BEGIN RAW DATA
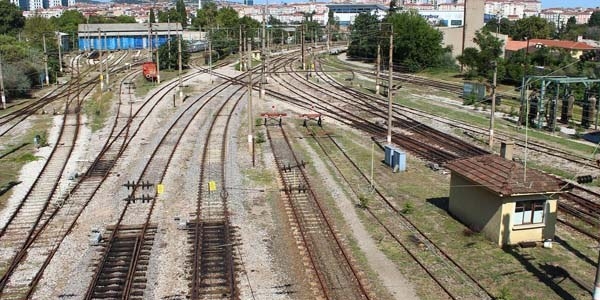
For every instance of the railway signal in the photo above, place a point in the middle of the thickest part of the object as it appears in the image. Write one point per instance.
(585, 179)
(289, 167)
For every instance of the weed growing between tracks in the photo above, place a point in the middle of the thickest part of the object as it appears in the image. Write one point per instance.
(19, 151)
(566, 270)
(97, 109)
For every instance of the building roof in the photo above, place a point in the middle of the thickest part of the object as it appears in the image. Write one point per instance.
(570, 45)
(505, 177)
(515, 45)
(126, 29)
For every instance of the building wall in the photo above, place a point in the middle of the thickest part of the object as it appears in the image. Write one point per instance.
(452, 37)
(474, 11)
(476, 207)
(512, 234)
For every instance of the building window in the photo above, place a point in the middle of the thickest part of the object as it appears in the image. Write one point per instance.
(529, 212)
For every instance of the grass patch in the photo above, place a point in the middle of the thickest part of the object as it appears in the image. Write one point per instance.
(22, 151)
(97, 109)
END RAW DATA
**DIRECTIONS FOR THIS TASK**.
Copy out every line of the entries above, requests included, multiplying each coordinate in the answers by 2.3 and rounding it to the nearest whole number, with halves rounded up. Omit the pictures from your answer.

**WRITTEN SOLUTION**.
For every instance of the railway signal in the photo above, place a point in the middle of the thickest part of the object as it appears in the image. Write one point per instance.
(1346, 412)
(665, 384)
For every instance of the weed growing between tracks in the photo above, place a point in the middle of the thickest part of the object as it appears in the image. Write one point per instance.
(44, 347)
(1302, 621)
(223, 251)
For every instance of the building roof in the photo above, place a point in the middle of the thickest part of the object as it appears in the image. Write one point per instance.
(1311, 104)
(1162, 407)
(1185, 104)
(290, 67)
For every instance of the building wall in the photo above, place a point in the middle of the thickest part of the object as it appears in the image. Write one point per instance.
(1040, 85)
(1090, 25)
(1095, 476)
(1178, 538)
For every instance of the building window in the photo above, place a point in the middle of the thickest part of the object as it appears in the image. Write one point per instance.
(1217, 488)
For every instance of the grass patch in the photo above, place a point in the middle of the thickest part of the object as it appears in the image. Write one point per instance.
(51, 347)
(223, 251)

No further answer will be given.